=== TASK GOAL ===
Count the lines in the items below that contain the string "frame", and reply with that number alone.

=== RECORD EXTRACTS ===
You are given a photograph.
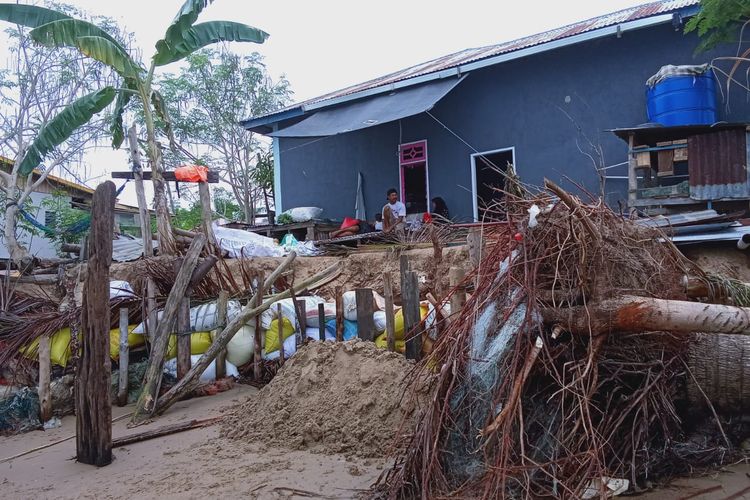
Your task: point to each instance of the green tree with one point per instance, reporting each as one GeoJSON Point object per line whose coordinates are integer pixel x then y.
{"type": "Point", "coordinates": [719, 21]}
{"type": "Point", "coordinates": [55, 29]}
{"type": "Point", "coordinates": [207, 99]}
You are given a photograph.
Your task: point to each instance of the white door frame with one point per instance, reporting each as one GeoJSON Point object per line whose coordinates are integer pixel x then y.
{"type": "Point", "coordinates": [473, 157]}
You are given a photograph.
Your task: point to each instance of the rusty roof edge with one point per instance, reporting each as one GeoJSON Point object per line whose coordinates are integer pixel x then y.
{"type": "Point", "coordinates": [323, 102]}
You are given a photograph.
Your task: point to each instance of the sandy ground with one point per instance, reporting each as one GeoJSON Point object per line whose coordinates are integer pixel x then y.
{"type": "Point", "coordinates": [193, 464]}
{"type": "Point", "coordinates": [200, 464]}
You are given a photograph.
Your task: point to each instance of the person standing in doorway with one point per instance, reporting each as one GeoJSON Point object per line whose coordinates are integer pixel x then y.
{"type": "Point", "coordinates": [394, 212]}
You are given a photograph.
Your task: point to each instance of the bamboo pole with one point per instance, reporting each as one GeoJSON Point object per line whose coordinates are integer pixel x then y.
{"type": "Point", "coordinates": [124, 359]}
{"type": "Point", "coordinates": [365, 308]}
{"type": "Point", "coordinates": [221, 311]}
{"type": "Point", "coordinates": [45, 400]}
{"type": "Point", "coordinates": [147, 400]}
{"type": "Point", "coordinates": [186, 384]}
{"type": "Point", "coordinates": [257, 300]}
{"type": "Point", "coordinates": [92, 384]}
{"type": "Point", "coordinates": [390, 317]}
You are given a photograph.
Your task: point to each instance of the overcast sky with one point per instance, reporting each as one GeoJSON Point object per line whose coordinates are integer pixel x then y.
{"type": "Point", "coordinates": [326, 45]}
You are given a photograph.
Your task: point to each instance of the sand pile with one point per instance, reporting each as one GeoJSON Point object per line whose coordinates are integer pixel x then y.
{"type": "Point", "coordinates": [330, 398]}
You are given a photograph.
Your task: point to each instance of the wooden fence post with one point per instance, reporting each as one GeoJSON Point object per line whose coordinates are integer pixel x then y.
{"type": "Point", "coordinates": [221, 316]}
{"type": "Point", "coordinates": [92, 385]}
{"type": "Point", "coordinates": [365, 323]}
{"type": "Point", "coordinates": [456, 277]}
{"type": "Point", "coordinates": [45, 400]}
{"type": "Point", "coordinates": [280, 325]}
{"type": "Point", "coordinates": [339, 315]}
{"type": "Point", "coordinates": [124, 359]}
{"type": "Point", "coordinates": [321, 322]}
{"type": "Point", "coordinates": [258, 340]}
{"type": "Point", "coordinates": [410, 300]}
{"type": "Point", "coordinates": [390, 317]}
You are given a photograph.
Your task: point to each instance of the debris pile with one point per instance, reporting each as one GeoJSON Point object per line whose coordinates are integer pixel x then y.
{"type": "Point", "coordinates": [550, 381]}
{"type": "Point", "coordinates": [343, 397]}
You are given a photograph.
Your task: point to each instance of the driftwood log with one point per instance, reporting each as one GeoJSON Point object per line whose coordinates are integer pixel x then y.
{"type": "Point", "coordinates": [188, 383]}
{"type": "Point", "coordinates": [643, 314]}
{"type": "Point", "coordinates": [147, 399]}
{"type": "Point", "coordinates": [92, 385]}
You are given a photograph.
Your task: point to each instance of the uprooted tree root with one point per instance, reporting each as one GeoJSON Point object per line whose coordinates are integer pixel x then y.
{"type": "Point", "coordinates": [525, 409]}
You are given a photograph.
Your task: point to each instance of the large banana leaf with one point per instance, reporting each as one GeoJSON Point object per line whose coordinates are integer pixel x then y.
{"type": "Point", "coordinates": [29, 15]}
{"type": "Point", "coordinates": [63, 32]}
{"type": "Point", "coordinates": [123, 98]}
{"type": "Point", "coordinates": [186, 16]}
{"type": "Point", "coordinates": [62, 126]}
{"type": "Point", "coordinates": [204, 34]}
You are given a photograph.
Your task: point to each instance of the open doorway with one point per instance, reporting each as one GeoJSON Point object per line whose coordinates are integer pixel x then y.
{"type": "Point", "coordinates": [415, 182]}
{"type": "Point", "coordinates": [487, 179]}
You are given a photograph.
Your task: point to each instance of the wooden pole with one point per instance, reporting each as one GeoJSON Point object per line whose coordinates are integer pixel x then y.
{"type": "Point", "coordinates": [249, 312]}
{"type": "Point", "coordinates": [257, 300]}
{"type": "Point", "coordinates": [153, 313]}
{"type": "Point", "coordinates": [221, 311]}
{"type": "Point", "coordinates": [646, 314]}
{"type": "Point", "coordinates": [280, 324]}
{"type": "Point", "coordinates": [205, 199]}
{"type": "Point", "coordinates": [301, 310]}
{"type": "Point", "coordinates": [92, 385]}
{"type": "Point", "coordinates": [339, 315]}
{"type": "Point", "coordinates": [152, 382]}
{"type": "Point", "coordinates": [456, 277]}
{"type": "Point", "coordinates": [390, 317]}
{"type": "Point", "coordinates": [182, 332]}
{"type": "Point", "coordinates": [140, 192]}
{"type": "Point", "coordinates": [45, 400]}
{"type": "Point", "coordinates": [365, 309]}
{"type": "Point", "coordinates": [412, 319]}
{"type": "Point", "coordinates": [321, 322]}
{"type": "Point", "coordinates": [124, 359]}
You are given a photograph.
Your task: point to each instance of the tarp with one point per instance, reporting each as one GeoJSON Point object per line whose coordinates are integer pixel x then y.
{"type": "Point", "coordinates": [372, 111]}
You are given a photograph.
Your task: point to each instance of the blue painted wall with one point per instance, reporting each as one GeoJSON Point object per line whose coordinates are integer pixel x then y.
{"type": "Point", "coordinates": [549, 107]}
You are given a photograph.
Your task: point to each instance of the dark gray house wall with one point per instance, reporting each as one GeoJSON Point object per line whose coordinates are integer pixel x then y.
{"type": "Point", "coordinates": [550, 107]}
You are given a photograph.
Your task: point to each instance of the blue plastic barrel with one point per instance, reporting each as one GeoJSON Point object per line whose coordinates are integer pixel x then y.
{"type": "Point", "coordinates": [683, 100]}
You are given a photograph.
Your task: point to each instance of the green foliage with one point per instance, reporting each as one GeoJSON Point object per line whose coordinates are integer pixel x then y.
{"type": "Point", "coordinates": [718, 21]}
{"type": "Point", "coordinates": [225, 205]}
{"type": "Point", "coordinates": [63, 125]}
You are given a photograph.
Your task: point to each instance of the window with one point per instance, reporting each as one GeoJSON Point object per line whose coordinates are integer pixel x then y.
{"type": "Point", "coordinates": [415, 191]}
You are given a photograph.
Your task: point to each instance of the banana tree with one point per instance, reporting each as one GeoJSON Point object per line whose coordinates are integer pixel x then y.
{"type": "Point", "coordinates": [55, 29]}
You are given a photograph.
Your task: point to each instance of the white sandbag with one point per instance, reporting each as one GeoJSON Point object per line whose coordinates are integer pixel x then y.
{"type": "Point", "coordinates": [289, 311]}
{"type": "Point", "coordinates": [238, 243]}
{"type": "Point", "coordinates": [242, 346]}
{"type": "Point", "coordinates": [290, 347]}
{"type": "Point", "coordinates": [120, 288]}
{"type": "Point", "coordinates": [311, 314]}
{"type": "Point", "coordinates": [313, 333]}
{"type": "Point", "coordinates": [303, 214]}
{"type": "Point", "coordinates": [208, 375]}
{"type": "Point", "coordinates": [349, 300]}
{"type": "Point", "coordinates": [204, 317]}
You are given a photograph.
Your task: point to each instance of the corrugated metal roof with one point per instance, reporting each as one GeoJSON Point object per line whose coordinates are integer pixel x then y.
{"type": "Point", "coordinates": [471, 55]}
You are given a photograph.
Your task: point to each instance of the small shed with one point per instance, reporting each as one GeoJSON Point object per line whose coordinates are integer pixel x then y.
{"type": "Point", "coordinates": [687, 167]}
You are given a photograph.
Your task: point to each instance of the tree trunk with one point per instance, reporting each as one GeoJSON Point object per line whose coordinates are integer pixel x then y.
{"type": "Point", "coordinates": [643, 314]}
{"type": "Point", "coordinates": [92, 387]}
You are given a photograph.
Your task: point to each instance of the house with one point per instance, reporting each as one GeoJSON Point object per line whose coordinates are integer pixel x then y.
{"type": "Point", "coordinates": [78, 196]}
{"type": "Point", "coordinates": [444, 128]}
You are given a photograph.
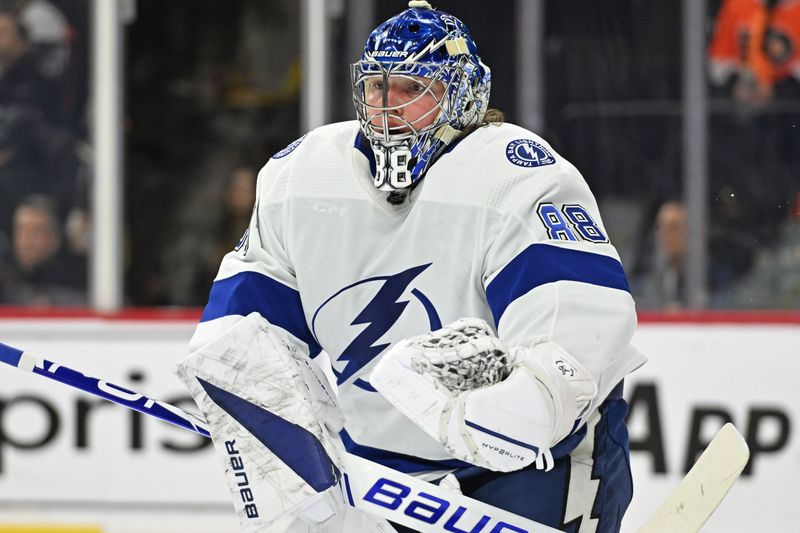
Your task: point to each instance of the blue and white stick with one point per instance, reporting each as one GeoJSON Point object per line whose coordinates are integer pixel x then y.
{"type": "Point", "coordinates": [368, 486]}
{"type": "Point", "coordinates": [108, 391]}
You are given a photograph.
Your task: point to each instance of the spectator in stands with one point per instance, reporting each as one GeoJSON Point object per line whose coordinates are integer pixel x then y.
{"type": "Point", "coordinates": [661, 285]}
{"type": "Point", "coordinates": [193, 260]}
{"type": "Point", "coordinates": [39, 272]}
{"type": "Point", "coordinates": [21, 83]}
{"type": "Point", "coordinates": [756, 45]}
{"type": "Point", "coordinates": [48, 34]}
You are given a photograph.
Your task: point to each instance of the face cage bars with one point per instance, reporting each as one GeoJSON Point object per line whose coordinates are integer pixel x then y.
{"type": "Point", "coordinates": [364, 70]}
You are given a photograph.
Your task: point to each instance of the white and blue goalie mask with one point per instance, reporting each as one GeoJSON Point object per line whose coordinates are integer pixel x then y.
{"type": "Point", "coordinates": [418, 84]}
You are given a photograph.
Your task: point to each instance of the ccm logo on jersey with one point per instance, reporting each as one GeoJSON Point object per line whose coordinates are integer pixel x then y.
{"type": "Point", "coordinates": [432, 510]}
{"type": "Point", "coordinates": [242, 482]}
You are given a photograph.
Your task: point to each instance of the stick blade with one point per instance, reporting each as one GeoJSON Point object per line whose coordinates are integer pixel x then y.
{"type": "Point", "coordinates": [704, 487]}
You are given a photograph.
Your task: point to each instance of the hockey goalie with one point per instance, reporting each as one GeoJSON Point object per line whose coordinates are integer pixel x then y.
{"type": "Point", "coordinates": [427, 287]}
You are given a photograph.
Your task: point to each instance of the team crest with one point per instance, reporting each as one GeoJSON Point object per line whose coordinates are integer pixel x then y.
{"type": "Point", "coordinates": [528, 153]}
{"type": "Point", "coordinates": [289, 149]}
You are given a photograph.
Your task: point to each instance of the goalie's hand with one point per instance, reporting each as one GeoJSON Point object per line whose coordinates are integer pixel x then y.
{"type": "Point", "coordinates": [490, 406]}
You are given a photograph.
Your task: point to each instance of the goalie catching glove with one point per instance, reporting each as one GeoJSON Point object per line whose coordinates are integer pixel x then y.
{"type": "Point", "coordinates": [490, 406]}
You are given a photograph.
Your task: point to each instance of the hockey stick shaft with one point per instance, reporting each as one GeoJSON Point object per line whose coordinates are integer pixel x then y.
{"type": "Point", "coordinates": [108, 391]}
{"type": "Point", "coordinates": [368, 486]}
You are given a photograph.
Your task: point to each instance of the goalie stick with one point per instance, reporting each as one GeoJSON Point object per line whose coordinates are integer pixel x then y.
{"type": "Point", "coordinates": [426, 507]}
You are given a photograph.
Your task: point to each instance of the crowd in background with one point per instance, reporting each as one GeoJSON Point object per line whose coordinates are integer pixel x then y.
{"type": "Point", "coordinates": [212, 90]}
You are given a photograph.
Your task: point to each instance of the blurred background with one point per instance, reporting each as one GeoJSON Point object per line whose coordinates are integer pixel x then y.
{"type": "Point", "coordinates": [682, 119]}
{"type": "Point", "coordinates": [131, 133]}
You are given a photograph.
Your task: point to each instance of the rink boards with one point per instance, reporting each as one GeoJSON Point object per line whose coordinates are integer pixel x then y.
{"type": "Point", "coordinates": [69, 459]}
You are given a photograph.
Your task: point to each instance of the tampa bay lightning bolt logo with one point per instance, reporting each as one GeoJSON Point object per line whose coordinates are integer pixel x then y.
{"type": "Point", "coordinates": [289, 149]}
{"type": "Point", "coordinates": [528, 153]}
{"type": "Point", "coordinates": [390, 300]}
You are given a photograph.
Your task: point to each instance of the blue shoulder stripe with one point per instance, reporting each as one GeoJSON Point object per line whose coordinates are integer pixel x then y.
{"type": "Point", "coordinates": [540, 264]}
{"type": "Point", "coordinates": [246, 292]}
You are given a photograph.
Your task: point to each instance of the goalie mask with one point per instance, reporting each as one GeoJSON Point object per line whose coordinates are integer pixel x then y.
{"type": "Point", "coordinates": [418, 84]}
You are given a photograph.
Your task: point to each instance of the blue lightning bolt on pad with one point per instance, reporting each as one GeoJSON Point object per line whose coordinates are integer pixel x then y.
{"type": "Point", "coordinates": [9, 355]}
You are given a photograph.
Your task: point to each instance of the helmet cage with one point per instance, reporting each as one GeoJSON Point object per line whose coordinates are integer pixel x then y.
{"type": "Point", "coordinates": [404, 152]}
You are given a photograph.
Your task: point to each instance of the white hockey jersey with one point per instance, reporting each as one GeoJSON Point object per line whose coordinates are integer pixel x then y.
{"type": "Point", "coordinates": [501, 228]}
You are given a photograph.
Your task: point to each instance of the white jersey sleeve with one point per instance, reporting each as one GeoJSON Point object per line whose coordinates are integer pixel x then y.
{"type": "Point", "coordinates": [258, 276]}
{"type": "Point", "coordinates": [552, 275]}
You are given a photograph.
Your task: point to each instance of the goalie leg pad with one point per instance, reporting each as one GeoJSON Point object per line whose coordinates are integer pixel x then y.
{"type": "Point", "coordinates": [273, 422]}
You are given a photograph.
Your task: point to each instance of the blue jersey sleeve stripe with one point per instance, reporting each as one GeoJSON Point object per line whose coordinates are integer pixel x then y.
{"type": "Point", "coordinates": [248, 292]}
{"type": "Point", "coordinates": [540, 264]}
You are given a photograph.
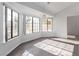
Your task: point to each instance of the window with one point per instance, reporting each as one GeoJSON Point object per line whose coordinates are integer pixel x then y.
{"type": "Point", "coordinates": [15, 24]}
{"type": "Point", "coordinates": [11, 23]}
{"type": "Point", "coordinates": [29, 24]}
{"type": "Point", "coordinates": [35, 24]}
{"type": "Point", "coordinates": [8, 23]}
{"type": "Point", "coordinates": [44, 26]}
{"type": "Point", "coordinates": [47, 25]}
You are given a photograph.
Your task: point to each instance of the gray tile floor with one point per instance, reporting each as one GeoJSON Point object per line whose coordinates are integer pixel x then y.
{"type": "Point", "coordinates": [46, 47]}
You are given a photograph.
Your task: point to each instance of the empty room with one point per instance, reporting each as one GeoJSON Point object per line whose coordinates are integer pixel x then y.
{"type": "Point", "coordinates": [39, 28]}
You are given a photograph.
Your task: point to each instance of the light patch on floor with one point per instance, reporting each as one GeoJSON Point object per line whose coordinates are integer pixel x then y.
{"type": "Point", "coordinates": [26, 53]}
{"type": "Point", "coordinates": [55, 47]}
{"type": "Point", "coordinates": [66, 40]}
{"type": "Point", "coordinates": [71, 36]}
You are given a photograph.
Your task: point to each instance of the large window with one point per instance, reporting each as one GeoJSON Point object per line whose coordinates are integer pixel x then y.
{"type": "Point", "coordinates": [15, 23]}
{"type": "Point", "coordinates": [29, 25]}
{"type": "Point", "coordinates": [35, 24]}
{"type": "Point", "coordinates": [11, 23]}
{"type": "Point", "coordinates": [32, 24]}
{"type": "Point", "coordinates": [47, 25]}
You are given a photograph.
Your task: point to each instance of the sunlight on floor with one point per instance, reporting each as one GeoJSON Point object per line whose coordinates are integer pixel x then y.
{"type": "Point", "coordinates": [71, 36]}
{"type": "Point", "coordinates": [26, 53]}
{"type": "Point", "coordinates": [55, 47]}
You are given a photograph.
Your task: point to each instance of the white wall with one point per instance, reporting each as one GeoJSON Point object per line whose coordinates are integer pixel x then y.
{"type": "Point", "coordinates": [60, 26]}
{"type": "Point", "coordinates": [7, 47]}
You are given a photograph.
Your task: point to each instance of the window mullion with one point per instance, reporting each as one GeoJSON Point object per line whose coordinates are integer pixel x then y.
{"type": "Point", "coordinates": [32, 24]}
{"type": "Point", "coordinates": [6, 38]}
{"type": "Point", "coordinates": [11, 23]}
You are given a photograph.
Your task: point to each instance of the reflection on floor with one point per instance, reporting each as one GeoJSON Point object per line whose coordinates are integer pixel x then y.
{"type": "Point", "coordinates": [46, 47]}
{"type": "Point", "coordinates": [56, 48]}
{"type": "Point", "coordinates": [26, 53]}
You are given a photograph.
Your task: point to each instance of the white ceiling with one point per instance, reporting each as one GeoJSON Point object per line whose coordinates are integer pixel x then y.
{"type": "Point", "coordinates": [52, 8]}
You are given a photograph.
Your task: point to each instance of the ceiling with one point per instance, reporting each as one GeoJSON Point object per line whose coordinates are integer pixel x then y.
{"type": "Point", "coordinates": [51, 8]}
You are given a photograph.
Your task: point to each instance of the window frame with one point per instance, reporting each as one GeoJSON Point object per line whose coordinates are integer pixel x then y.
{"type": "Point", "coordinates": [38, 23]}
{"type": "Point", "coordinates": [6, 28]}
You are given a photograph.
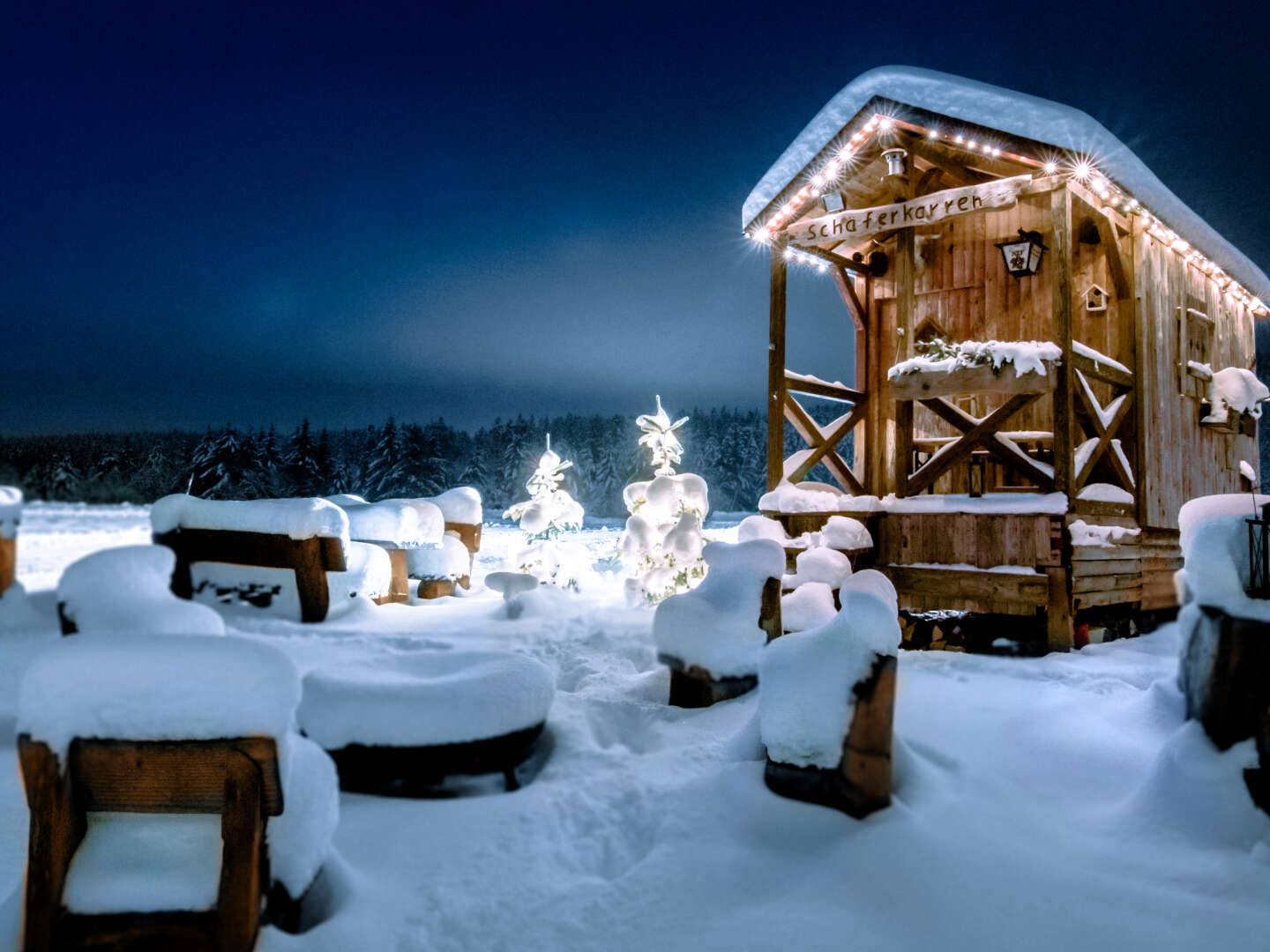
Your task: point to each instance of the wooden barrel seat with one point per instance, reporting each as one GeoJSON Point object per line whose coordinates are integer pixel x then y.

=== RESULT BELOW ===
2